## Task requirements
Please rescale the material from its start through the line holding "(697, 1060)", inclusive, writing every line out again unchanged except that each coordinate in the answers is multiplied by 0.35 and rounded to a whole number, with halves rounded up. Give only those lines, and leave the pictures out.
******************************
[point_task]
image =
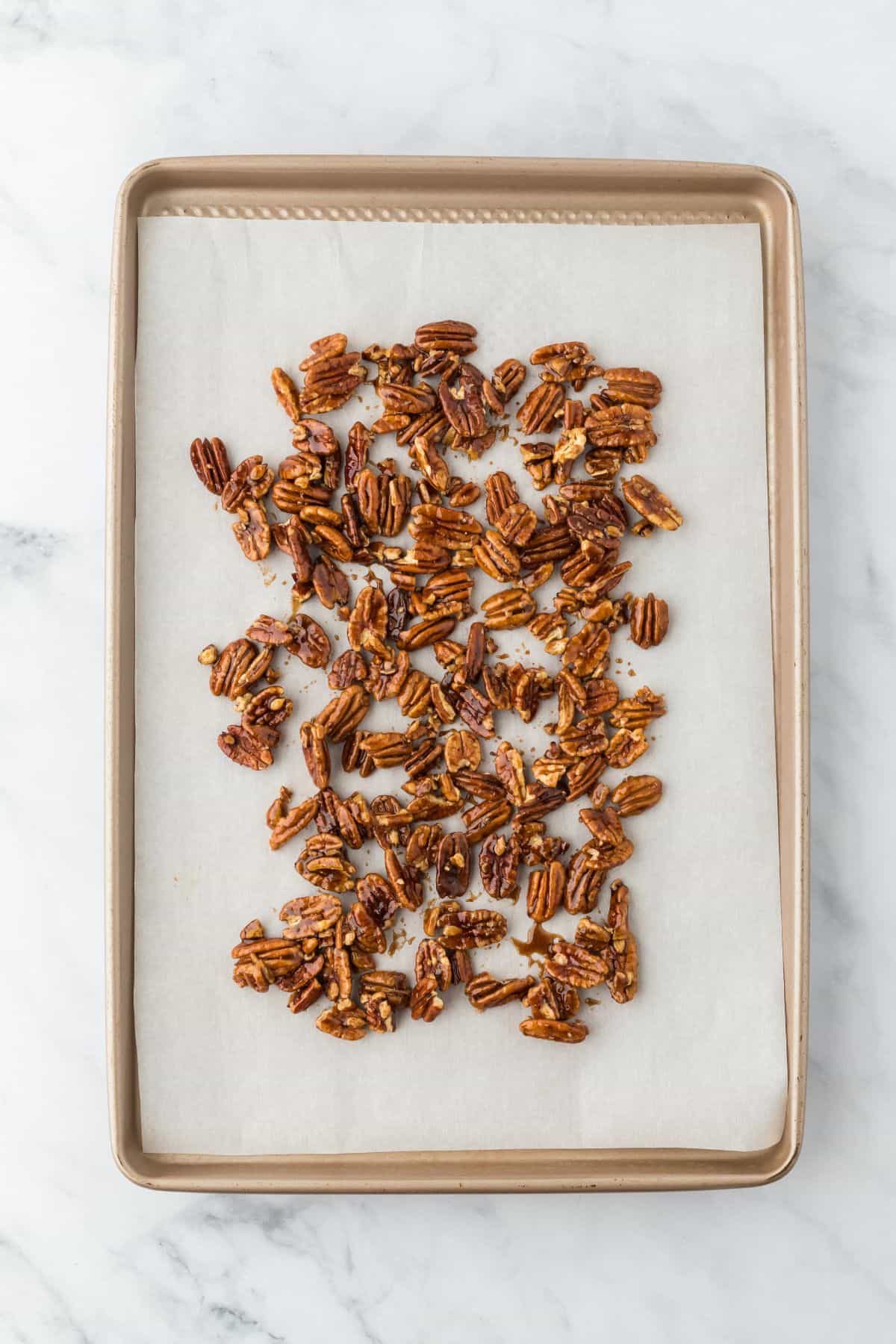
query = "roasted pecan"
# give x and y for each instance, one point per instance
(628, 428)
(447, 335)
(378, 898)
(429, 631)
(366, 934)
(586, 652)
(252, 477)
(598, 522)
(292, 821)
(648, 621)
(264, 961)
(635, 386)
(508, 379)
(425, 1001)
(546, 892)
(210, 463)
(574, 965)
(253, 530)
(432, 960)
(287, 393)
(625, 747)
(423, 846)
(331, 585)
(246, 746)
(508, 609)
(267, 709)
(453, 866)
(473, 709)
(635, 794)
(508, 766)
(391, 984)
(344, 712)
(238, 667)
(405, 880)
(348, 668)
(485, 991)
(467, 929)
(551, 1001)
(648, 500)
(311, 915)
(414, 697)
(316, 754)
(640, 710)
(324, 865)
(368, 621)
(610, 844)
(543, 1028)
(343, 1021)
(462, 750)
(541, 409)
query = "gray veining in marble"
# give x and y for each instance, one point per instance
(87, 92)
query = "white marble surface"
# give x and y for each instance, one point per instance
(87, 92)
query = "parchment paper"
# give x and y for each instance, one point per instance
(697, 1060)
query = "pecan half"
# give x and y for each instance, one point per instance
(541, 409)
(544, 893)
(543, 1028)
(453, 866)
(253, 530)
(467, 929)
(485, 991)
(625, 747)
(648, 621)
(246, 747)
(208, 457)
(425, 1001)
(648, 499)
(628, 428)
(508, 609)
(574, 965)
(344, 712)
(344, 1021)
(635, 794)
(447, 335)
(635, 386)
(292, 821)
(316, 754)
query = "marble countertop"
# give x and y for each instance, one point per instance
(87, 92)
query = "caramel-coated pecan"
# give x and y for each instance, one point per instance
(253, 530)
(648, 621)
(246, 746)
(543, 1028)
(425, 1001)
(635, 386)
(648, 499)
(544, 893)
(453, 866)
(467, 929)
(208, 457)
(344, 1021)
(574, 965)
(541, 409)
(485, 991)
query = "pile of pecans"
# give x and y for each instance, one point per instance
(433, 398)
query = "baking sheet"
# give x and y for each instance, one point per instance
(699, 1058)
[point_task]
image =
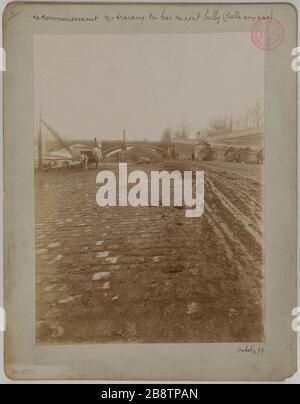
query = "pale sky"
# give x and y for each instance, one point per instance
(97, 85)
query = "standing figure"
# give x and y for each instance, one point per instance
(84, 161)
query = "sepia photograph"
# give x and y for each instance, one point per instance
(126, 248)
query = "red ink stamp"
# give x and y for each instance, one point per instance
(267, 34)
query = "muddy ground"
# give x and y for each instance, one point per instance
(149, 274)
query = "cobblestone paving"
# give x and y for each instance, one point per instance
(149, 274)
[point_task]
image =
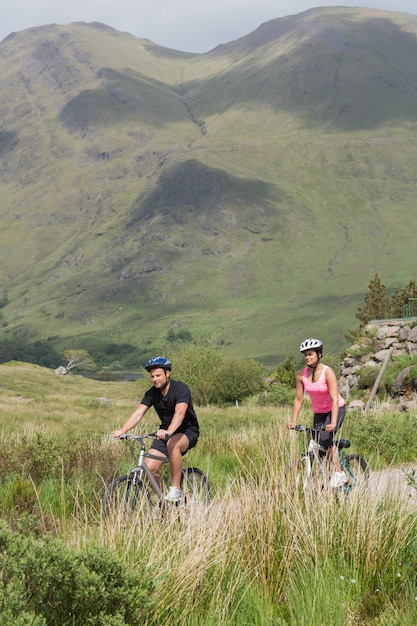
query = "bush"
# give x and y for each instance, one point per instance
(277, 395)
(51, 583)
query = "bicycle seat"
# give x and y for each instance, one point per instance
(342, 443)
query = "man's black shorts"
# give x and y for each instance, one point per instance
(191, 433)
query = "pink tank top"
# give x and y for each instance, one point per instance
(319, 392)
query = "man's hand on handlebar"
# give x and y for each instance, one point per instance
(163, 434)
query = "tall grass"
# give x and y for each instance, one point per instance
(264, 553)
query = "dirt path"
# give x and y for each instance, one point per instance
(393, 482)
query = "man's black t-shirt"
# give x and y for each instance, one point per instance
(165, 405)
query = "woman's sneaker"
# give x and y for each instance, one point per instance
******************************
## The completed task
[point_task]
image =
query = "roasted pecan"
# give x and y for each instance, one point per instance
(220, 150)
(156, 117)
(132, 314)
(150, 221)
(128, 327)
(205, 228)
(88, 167)
(209, 183)
(102, 287)
(227, 217)
(92, 336)
(222, 135)
(178, 133)
(149, 350)
(191, 312)
(74, 162)
(201, 338)
(89, 186)
(151, 336)
(100, 138)
(219, 261)
(148, 296)
(116, 205)
(86, 261)
(178, 213)
(93, 248)
(159, 303)
(166, 248)
(222, 278)
(178, 268)
(137, 344)
(120, 249)
(83, 233)
(142, 308)
(122, 234)
(170, 347)
(163, 325)
(193, 350)
(227, 175)
(109, 320)
(145, 244)
(111, 264)
(224, 249)
(113, 303)
(129, 217)
(214, 295)
(190, 360)
(120, 357)
(162, 263)
(189, 143)
query = "gray veining in marble"
# give x and y for each instance, one point per instance
(30, 32)
query = "white marble surface"
# give x and y for each instance, one point per instance
(30, 32)
query = "parchment paper"
# give x and y for each instance, one point per instance
(244, 371)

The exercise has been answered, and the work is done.